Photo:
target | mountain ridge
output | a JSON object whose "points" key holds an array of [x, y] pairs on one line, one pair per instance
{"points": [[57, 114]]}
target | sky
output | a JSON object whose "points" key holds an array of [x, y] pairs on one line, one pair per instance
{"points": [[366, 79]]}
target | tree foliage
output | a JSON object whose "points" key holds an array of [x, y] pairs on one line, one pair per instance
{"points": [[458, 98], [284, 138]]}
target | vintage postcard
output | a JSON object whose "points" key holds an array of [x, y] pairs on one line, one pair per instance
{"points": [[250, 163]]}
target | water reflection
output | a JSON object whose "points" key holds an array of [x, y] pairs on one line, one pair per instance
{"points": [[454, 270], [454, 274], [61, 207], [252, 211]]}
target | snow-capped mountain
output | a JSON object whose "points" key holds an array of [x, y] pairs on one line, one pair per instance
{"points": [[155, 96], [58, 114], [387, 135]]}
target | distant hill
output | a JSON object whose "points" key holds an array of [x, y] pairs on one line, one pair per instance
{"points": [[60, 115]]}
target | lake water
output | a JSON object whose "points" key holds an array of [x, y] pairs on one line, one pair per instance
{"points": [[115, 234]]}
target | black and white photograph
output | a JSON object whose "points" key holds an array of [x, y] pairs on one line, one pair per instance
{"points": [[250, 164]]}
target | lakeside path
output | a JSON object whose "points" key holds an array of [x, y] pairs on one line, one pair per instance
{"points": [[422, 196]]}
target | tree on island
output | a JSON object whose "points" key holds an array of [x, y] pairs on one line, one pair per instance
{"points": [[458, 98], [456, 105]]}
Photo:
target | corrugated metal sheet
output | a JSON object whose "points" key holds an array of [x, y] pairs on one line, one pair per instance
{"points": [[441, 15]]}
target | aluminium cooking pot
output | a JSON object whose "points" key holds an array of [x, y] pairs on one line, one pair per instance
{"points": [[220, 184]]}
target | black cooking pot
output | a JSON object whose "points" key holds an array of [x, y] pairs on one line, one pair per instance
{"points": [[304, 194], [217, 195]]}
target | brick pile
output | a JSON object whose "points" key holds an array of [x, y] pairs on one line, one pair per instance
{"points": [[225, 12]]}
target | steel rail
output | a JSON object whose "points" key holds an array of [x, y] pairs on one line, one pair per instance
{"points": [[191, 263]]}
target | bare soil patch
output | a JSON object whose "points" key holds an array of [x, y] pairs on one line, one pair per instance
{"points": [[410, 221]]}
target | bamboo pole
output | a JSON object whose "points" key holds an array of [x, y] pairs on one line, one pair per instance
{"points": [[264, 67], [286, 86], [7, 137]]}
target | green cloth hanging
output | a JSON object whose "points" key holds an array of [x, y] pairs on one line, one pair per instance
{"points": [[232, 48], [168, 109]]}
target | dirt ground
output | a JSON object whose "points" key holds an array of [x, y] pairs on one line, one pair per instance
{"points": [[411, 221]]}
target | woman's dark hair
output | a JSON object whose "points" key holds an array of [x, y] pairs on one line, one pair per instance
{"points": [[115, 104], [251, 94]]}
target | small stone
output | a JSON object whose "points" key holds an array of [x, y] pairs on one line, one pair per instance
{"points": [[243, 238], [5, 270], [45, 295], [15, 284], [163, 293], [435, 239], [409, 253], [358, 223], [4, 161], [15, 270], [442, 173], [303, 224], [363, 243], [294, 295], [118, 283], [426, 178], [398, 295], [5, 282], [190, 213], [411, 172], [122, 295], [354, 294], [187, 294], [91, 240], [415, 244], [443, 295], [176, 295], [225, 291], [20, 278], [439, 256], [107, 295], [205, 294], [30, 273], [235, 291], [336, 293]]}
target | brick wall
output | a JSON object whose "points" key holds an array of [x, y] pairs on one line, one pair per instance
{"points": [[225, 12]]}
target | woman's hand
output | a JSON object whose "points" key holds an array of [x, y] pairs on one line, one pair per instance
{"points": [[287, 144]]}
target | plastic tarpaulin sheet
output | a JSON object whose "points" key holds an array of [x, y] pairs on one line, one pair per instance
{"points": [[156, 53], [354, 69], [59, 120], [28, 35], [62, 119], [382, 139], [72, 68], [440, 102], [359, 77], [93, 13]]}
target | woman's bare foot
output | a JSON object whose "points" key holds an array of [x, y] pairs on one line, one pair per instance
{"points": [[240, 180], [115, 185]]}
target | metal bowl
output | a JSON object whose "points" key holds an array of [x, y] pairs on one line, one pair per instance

——

Give every line of the rows above as a JSON list of strings, one string per line, leaving out blank lines.

[
  "Photo:",
  "target | mountain ridge",
  "output | a JSON object whose \"points\" key holds an array of [x, y] pairs on one line, one pair per instance",
  "{\"points\": [[57, 114]]}",
  "target | sky",
  "output | a JSON object whose \"points\" key holds an array of [x, y] pairs on one line, one pair per instance",
  "{\"points\": [[366, 79]]}",
  "target | tree foliage",
  "output | a JSON object whose \"points\" key holds an array of [x, y] pairs on one line, one pair per instance",
  "{\"points\": [[458, 98], [284, 138]]}",
  "target | vintage postcard",
  "output | a JSON object whose \"points\" key holds an array of [x, y] pairs on one line, one pair per instance",
  "{\"points\": [[250, 163]]}",
  "target | water reflection",
  "output | a JSON object whose \"points\" key holds an array of [x, y] pairs on one line, one pair per instance",
  "{\"points\": [[454, 270], [454, 274], [61, 207], [252, 211]]}",
  "target | snow-capped mountain",
  "output | a JSON object whose \"points\" key holds an array of [x, y] pairs on one line, one pair per instance",
  "{\"points\": [[155, 96], [58, 114], [387, 135]]}",
  "target | distant hill",
  "output | a JSON object whose \"points\" key holds an array of [x, y] pairs on one line, one pair per instance",
  "{\"points\": [[60, 115]]}",
  "target | lake water",
  "output | a JSON object whose \"points\" key holds an array of [x, y] pairs on one line, one pair per instance",
  "{\"points\": [[115, 234]]}",
  "target | black and white photograph",
  "output | a JSON object whose \"points\" key holds an array of [x, y] pairs on one line, one pair per instance",
  "{\"points\": [[250, 164]]}",
  "target | lakeside path",
  "output | a JSON object whose \"points\" key holds an array of [x, y] pairs on one line, one pair per instance",
  "{\"points\": [[422, 196]]}",
  "target | tree on island",
  "output | a JSON object whose \"points\" key holds an array of [x, y] pairs on one line, one pair per instance",
  "{\"points\": [[458, 98], [456, 105]]}",
  "Photo:",
  "target | corrugated metal sheet",
  "output | a JSON object whose \"points\" key holds an array of [x, y] pairs on one line, one pair per instance",
  "{\"points\": [[441, 15]]}",
  "target | aluminium cooking pot",
  "output | a JSON object whose \"points\" key holds an array of [x, y] pairs on one line, one pair per instance",
  "{\"points\": [[220, 184]]}",
  "target | black cooking pot",
  "output | a JSON object whose \"points\" key holds an array of [x, y] pairs on one line, one pair per instance",
  "{\"points\": [[304, 194], [217, 195]]}",
  "target | brick pile",
  "output | a JSON object whose \"points\" key holds an array of [x, y] pairs on one line, one pair per instance",
  "{\"points\": [[225, 12]]}",
  "target | steel rail",
  "output | a JSON object whose \"points\" key holds an array of [x, y] pairs on one line, one pair per instance",
  "{\"points\": [[191, 263]]}",
  "target | bare soil patch",
  "output | a JSON object whose \"points\" key holds an array of [x, y] pairs on one line, one pair per instance",
  "{\"points\": [[410, 221]]}",
  "target | bamboo pole",
  "output | a JSON object whose \"points\" key holds an array of [x, y] pairs on one line, one pair per instance",
  "{\"points\": [[264, 67], [286, 86], [7, 137]]}",
  "target | green cloth hanging",
  "output | a JSON object whose \"points\" key holds an array of [x, y] pairs on one line, one pair per instance",
  "{\"points\": [[232, 48], [168, 109]]}",
  "target | dirt ground",
  "output | a JSON object whose \"points\" key holds an array of [x, y] pairs on one line, one pair per instance",
  "{\"points\": [[411, 221]]}",
  "target | woman's dark hair",
  "output | a JSON object whose \"points\" key holds an array of [x, y] pairs on one line, one pair per instance",
  "{\"points\": [[115, 104], [251, 94]]}",
  "target | small stone",
  "output | a JSON object whose \"points\" key holds an array of [x, y] pairs on one line, one pair per instance",
  "{\"points\": [[243, 238], [5, 270], [45, 295], [15, 284], [163, 293], [435, 239], [409, 253], [358, 223], [4, 161], [15, 270], [442, 173], [303, 224], [363, 243], [294, 295], [118, 283], [426, 178], [398, 295], [5, 282], [190, 213], [411, 172], [122, 295], [354, 294], [187, 294], [91, 240], [415, 244], [443, 295], [176, 295], [225, 291], [20, 278], [439, 256], [107, 295], [205, 294], [30, 273], [235, 291], [336, 293]]}",
  "target | brick wall",
  "output | a JSON object whose \"points\" key holds an array of [x, y] pairs on one line, one pair per instance",
  "{\"points\": [[225, 12]]}",
  "target | woman's hand",
  "output | a JSON object whose \"points\" key holds an array of [x, y] pairs on one line, one pair per instance",
  "{\"points\": [[287, 144]]}",
  "target | plastic tarpaulin sheet",
  "output | a JSON object whose \"points\" key holds an array of [x, y] pairs on one line, one pair per instance",
  "{\"points\": [[156, 53], [354, 69], [59, 120], [28, 35], [62, 119], [382, 139], [72, 68], [440, 102], [359, 77], [93, 13]]}",
  "target | woman's bare foot",
  "output | a JSON object whose \"points\" key holds an array of [x, y] pairs on one line, one pair per instance",
  "{\"points\": [[240, 180], [115, 185]]}",
  "target | metal bowl",
  "output | a JSON object whose \"points\" key holds an array of [x, y] pairs on one line, one pair per instance"
]